§ Action item:
The lines to repeat are those below from the one containing "Target: chimney stack" down to the one containing "formatted as [204,431].", both included; reproduce them exactly and nothing else.

§ Data for processing:
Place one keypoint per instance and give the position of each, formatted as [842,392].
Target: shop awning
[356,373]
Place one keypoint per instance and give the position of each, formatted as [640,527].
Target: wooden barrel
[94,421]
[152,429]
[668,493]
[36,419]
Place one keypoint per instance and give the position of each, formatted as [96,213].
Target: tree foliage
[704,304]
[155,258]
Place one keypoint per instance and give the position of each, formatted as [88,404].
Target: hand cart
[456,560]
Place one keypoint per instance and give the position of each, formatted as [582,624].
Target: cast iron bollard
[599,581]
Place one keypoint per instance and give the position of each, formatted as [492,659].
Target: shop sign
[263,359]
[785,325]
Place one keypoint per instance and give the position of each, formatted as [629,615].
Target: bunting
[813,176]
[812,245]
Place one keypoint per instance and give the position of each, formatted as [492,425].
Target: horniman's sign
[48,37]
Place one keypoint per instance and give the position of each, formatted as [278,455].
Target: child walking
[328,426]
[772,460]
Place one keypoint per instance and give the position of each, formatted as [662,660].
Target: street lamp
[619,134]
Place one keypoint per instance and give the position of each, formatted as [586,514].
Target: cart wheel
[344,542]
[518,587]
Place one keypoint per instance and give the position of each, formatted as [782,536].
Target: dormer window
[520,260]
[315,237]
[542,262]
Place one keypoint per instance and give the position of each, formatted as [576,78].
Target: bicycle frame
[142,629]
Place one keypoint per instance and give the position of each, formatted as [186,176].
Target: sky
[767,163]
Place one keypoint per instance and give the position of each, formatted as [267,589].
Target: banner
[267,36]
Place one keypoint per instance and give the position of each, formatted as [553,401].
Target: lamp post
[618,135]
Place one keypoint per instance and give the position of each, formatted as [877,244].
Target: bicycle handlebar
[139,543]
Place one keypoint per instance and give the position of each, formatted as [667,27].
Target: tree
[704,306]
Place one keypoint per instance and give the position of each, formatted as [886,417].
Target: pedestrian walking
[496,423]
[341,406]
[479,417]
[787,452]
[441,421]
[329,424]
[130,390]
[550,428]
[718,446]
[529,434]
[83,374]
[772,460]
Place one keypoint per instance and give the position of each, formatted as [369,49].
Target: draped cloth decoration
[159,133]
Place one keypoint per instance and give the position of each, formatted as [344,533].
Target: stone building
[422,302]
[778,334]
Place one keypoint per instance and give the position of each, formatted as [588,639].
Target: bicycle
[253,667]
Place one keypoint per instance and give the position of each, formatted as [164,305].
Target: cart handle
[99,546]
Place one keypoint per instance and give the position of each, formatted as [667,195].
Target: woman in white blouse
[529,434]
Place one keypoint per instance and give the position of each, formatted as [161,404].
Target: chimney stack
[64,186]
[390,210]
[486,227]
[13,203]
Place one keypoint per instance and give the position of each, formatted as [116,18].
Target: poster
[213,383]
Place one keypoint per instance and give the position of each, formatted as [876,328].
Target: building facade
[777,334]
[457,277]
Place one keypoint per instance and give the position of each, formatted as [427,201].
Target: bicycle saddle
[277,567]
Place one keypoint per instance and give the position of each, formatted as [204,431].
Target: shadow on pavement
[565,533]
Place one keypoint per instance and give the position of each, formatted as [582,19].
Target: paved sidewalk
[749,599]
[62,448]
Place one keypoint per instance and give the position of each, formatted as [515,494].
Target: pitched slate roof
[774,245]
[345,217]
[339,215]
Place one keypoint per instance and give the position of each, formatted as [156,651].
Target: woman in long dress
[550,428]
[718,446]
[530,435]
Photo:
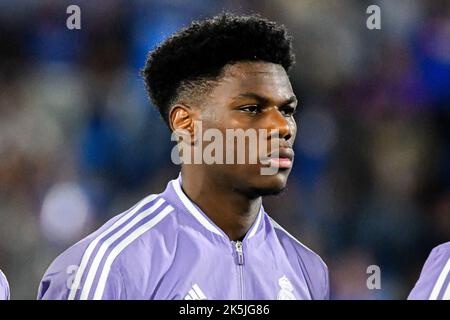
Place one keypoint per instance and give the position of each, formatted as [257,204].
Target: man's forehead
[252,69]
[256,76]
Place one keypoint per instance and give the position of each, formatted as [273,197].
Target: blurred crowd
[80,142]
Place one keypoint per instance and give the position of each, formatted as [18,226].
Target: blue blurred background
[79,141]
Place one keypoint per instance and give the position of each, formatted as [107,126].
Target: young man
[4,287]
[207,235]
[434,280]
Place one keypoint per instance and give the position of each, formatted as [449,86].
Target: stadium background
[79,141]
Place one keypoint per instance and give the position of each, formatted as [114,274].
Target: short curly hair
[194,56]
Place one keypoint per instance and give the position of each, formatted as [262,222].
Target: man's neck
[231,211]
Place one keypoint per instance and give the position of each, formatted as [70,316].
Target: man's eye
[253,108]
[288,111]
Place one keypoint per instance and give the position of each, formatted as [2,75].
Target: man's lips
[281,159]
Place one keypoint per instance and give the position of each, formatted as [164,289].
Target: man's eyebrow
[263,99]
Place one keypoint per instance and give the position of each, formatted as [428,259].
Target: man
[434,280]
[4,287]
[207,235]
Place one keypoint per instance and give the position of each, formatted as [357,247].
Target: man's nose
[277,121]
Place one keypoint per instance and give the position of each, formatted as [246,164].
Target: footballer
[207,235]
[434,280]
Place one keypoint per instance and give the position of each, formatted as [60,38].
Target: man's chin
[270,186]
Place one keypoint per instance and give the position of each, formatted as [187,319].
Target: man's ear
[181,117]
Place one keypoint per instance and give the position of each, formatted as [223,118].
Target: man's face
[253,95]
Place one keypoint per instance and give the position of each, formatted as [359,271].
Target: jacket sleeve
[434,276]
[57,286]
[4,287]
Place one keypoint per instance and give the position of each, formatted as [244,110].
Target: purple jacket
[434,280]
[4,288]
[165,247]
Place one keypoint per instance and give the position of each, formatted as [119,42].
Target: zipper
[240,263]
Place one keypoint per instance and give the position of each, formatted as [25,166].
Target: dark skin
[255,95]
...
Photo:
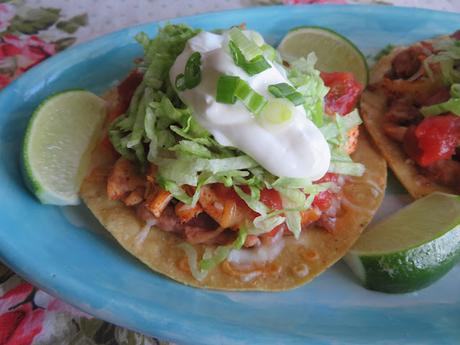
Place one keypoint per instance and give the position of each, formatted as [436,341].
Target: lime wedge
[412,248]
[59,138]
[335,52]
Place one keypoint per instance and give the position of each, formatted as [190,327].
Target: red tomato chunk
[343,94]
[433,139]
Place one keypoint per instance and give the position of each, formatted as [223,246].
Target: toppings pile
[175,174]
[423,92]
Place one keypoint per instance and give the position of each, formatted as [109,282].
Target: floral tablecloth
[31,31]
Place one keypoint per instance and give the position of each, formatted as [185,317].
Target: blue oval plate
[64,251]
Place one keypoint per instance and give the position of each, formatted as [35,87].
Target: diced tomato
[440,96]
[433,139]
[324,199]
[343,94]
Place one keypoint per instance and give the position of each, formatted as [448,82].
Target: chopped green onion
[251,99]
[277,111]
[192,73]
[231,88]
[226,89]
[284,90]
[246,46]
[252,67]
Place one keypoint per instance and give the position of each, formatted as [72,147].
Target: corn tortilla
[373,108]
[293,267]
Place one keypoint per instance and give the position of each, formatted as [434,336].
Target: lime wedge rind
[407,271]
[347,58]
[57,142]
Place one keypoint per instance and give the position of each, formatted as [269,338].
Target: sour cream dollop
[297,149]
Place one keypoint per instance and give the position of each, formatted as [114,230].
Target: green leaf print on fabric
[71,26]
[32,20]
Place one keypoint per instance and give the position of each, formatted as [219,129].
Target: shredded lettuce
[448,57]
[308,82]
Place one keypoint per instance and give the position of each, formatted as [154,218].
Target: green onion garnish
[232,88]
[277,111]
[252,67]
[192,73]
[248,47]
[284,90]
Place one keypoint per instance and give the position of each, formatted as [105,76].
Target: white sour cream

§ Task solution:
Target: chimney stack
[64,186]
[390,210]
[486,227]
[13,203]
Place one keypoint per instance and give the position of each, formatted as [116,18].
Target: poster
[213,383]
Place one keypoint per instance and give the position of each, formatted as [876,328].
Target: building facade
[777,334]
[457,277]
Place one keypoint per instance and give the position of each, formatted as [427,201].
Target: bicycle saddle
[277,567]
Place one keypoint per instance and give the position of each, formatted as [204,431].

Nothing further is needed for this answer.